__Aim of the task__:
Where the line with "Phrase: paved plaza" appears in the records below, start there and transcribe each line exactly through the last.

Records contained in a dataset:
***

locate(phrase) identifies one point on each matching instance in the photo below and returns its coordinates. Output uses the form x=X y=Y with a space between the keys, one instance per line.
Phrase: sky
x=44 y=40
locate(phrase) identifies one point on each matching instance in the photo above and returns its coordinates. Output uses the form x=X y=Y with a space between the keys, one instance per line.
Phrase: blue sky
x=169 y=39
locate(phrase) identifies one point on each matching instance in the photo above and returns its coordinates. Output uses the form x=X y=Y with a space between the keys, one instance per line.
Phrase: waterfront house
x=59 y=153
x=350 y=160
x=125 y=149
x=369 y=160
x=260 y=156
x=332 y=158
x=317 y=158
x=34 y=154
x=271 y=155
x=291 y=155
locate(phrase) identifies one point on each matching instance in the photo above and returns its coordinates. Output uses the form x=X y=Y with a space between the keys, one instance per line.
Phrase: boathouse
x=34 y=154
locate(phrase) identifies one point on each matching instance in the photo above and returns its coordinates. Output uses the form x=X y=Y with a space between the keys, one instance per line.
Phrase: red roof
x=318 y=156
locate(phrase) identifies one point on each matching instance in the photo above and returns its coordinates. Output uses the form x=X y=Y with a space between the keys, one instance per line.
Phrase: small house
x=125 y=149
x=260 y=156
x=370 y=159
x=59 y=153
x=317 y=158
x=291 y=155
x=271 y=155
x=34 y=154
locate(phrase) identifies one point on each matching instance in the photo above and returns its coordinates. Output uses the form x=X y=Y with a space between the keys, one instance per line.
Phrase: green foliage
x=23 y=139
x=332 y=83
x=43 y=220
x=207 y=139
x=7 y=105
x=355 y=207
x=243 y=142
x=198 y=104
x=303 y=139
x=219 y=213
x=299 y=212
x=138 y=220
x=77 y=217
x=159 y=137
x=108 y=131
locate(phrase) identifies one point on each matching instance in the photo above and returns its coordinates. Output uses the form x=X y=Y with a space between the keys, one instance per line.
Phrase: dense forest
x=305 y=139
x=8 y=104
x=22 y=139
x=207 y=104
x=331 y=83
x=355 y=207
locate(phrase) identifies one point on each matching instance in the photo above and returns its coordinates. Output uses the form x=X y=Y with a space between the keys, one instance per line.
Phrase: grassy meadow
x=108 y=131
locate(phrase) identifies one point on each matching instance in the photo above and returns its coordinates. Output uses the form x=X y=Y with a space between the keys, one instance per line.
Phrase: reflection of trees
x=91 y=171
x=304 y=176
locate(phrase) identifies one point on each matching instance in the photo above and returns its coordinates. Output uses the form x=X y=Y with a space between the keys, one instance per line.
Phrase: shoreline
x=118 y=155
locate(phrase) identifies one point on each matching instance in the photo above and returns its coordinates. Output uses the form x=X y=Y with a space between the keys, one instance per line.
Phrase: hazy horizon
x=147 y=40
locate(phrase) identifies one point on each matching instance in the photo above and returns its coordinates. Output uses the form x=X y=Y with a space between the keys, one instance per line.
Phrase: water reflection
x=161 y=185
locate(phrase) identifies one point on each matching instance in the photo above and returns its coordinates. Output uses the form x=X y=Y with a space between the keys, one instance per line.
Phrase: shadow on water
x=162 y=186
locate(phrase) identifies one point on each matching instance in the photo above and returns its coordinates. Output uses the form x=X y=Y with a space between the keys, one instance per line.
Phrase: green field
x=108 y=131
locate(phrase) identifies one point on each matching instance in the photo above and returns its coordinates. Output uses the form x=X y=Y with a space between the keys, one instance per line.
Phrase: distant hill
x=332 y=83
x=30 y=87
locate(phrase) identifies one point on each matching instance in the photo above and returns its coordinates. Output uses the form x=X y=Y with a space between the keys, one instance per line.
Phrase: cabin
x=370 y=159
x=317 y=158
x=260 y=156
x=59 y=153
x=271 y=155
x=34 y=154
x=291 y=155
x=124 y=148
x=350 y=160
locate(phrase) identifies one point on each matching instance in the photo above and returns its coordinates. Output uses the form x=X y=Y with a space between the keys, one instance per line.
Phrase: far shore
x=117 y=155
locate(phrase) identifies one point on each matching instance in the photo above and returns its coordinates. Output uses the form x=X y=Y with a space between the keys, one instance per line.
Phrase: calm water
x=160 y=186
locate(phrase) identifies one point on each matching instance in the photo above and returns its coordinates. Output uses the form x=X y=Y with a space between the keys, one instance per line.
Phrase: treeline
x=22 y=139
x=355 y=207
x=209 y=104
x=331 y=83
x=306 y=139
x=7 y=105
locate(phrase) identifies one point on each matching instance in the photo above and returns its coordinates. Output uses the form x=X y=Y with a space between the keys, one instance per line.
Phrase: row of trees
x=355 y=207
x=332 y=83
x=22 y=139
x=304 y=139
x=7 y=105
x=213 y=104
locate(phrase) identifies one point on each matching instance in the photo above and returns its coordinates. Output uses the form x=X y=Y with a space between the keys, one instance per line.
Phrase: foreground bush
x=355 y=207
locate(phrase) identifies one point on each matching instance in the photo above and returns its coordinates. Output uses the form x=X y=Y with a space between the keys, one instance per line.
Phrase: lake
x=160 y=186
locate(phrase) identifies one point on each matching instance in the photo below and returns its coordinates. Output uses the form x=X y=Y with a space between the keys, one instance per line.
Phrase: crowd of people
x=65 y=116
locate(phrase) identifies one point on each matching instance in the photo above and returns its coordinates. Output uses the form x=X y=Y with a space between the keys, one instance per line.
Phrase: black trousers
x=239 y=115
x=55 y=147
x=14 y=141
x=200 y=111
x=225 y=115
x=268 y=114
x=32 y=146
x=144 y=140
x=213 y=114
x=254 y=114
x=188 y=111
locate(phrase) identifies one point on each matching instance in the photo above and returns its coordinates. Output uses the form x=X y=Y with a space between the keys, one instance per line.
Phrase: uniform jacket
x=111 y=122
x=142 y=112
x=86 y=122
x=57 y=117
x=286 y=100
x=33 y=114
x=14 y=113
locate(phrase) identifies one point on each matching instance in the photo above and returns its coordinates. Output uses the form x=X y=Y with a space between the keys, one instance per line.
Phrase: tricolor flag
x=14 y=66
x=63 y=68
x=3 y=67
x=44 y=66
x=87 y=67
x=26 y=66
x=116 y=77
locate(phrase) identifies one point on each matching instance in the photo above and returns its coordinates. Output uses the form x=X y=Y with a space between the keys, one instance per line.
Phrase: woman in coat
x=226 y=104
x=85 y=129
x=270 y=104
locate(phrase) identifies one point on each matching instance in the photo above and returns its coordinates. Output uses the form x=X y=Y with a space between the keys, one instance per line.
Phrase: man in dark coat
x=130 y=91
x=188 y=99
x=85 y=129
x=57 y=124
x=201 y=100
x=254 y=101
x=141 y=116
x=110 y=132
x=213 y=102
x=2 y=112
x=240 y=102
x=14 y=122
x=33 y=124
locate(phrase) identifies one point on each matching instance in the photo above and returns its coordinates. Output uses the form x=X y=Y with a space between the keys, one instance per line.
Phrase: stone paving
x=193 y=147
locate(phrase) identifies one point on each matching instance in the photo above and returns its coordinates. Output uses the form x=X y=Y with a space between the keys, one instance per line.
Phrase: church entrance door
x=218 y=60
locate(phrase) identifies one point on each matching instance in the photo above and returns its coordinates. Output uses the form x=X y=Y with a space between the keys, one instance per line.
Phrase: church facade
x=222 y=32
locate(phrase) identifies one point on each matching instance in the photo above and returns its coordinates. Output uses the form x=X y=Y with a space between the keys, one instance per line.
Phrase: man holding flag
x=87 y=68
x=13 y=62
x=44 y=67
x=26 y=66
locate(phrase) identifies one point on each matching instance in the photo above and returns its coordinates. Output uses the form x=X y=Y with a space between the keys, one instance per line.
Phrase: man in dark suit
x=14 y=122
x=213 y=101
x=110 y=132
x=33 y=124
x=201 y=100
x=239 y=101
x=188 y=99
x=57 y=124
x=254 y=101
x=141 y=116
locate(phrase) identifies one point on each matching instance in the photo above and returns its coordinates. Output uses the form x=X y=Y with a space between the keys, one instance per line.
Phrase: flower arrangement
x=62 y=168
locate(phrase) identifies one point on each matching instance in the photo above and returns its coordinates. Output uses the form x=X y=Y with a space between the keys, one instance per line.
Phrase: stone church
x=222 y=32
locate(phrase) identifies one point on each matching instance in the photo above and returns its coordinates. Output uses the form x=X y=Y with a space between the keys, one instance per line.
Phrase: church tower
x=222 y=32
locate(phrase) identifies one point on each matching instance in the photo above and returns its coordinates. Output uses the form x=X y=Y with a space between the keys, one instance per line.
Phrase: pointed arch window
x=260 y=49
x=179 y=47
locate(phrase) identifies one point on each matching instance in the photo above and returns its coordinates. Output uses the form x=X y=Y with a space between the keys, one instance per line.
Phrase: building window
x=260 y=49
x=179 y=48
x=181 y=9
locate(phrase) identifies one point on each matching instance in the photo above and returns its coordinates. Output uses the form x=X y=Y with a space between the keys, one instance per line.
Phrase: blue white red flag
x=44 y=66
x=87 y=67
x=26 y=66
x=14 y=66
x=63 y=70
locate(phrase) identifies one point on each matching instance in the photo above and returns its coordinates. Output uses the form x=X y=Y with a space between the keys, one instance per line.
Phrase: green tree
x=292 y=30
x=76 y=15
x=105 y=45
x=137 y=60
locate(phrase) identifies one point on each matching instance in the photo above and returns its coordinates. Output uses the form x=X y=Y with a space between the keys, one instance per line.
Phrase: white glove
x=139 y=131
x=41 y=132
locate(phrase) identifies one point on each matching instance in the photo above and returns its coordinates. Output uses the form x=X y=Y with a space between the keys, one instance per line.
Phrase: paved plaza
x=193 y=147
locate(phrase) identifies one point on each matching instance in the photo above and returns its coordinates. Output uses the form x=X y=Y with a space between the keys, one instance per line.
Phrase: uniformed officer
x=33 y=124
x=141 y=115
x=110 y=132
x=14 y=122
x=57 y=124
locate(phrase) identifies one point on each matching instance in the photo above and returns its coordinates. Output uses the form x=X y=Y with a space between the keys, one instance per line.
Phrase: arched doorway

***

__Output__:
Phrase: paved plaza
x=193 y=147
locate(phrase) identifies one point on each matching instance in the photo above and returns its coordinates. Output uses the form x=X y=Y with a space between the keys, one instance per line.
Phrase: uniformed officer
x=33 y=124
x=141 y=115
x=110 y=132
x=14 y=122
x=57 y=124
locate(phrase) identifies one point on each matching instance in the photo above and returns its coordinates. Output uses the form x=X y=Y with a space between the keys, one instance per line.
Phrase: arched doorway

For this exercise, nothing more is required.